» **EXERCISE INSTRUCTIONS**:
Rewrite the material from the line with "Category: leafy green plant" to the line with "[208,181,236,238]" as a numbered list, leaving out any blank lines.

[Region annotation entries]
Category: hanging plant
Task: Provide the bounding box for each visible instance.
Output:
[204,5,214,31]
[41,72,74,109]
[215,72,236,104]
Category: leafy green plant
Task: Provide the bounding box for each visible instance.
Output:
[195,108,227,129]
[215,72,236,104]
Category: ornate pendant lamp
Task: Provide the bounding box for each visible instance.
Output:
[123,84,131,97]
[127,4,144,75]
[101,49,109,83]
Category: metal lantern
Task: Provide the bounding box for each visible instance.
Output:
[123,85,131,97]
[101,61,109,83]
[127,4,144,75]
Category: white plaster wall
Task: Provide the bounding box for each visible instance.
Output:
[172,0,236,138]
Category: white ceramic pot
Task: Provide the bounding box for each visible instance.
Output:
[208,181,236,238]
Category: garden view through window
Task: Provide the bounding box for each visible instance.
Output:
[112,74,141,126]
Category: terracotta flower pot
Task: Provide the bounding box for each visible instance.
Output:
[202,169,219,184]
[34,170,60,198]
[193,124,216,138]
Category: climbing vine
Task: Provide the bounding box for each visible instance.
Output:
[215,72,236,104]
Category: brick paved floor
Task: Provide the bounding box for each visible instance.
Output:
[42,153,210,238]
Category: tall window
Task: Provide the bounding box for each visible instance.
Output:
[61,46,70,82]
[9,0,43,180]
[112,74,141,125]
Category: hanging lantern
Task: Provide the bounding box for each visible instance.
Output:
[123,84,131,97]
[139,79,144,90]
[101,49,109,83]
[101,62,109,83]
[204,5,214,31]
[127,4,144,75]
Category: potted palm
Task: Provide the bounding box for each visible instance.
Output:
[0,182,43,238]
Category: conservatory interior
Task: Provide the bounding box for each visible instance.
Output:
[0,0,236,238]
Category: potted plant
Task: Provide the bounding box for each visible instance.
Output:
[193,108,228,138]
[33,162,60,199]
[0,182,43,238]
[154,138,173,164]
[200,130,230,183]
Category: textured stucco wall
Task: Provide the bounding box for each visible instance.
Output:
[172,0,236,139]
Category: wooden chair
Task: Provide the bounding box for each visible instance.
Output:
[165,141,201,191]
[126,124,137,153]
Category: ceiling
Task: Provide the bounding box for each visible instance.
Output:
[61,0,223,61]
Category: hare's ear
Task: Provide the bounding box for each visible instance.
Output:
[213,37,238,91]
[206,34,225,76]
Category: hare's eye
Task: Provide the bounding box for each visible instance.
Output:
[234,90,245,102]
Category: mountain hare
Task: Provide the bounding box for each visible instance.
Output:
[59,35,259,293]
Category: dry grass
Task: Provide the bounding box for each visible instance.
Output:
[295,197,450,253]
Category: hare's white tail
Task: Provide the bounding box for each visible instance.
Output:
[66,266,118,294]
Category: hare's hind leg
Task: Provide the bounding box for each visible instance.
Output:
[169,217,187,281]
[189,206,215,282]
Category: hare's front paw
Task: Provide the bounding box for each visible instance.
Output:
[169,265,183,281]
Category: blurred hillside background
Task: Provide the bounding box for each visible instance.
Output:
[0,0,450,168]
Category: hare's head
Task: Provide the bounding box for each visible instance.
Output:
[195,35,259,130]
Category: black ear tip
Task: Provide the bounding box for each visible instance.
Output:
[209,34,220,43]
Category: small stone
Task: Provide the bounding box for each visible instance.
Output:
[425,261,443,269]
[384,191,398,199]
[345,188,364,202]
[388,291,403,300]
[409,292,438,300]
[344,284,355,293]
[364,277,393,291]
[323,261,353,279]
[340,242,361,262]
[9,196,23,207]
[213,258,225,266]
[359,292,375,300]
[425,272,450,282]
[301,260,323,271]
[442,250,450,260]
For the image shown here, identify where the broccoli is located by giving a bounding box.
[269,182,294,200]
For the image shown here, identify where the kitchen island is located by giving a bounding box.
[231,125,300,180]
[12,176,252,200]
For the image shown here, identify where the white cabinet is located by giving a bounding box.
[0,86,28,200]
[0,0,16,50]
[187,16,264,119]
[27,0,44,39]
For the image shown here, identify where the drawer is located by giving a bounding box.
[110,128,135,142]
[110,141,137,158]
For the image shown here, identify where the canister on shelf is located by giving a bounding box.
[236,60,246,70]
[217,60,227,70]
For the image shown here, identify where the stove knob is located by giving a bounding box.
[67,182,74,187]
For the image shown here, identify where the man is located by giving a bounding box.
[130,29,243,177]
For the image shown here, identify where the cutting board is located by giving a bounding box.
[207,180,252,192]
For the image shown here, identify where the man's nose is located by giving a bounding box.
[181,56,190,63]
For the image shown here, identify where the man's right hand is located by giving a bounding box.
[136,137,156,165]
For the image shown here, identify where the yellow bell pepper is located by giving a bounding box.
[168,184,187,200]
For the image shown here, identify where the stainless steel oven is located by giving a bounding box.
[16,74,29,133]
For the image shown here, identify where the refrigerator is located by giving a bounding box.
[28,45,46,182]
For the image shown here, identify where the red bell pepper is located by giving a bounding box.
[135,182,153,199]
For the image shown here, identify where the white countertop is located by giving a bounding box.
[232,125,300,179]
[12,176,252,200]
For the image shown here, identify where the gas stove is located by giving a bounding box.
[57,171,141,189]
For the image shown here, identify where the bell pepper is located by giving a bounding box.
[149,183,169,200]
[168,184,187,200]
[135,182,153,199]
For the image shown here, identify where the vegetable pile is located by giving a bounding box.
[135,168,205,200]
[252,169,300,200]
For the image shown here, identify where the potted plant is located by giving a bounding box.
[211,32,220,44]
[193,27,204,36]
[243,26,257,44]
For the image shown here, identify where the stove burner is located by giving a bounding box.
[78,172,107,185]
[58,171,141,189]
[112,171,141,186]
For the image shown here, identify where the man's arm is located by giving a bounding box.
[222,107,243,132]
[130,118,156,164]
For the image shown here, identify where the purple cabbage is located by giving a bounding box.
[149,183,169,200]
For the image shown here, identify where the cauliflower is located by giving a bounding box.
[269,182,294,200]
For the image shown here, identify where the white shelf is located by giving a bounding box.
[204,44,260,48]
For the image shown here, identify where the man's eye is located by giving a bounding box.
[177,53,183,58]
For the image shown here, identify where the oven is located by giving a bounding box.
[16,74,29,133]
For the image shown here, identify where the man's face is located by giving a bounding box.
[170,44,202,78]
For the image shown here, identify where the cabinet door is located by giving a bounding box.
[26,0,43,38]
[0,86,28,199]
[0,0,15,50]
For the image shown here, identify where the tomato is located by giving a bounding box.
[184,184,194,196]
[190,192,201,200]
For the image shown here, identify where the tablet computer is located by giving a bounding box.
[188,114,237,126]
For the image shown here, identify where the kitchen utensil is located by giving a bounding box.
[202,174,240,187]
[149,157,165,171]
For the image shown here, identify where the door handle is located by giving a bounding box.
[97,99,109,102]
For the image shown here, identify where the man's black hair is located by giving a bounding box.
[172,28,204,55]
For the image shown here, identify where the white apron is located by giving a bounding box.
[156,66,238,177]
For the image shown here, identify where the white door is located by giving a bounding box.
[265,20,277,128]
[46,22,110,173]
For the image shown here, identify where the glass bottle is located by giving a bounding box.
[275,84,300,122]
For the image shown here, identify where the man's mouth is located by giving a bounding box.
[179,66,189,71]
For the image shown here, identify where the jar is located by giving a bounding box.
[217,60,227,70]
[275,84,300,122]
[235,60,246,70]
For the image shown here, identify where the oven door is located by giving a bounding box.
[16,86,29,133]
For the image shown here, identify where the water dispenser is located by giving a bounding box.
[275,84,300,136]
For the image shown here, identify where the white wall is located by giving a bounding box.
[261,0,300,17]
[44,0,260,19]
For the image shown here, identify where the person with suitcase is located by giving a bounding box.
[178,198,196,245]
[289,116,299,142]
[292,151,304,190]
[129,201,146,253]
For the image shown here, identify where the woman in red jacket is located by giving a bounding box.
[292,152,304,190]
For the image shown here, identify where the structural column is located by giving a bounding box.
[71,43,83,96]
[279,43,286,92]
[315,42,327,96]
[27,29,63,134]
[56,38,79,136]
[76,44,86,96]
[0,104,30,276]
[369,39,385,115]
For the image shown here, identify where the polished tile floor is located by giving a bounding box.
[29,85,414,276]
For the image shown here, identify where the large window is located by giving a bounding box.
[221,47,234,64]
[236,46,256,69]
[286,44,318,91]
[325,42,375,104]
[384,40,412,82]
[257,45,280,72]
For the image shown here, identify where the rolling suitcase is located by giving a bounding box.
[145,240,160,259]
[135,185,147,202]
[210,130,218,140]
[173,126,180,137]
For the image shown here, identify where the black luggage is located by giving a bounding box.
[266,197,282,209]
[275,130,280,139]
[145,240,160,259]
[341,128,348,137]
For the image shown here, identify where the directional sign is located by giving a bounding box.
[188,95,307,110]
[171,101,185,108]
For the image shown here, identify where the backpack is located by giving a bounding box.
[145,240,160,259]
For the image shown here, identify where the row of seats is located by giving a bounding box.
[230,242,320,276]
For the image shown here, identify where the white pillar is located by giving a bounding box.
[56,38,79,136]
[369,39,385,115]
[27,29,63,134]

» **SOLVED PROBLEM**:
1. Category: leafy green plant
2. Task: Provide the bounding box for each visible instance.
3. Output:
4. [195,108,227,129]
5. [215,72,236,104]
6. Category: ornate pendant lamp
7. Task: Provide the bounding box for each visible instance.
8. Output:
9. [123,84,131,97]
10. [127,4,144,75]
11. [101,49,109,83]
12. Category: metal lantern
13. Task: Provide the bounding box for each visible instance.
14. Output:
15. [123,85,131,97]
16. [101,61,109,83]
17. [127,4,144,75]
18. Category: white plaster wall
19. Task: Provide the bounding box for each visible instance.
20. Output:
21. [172,0,236,138]
22. Category: white ceramic pot
23. Task: Provide the bounding box for each visible instance.
24. Output:
25. [208,181,236,238]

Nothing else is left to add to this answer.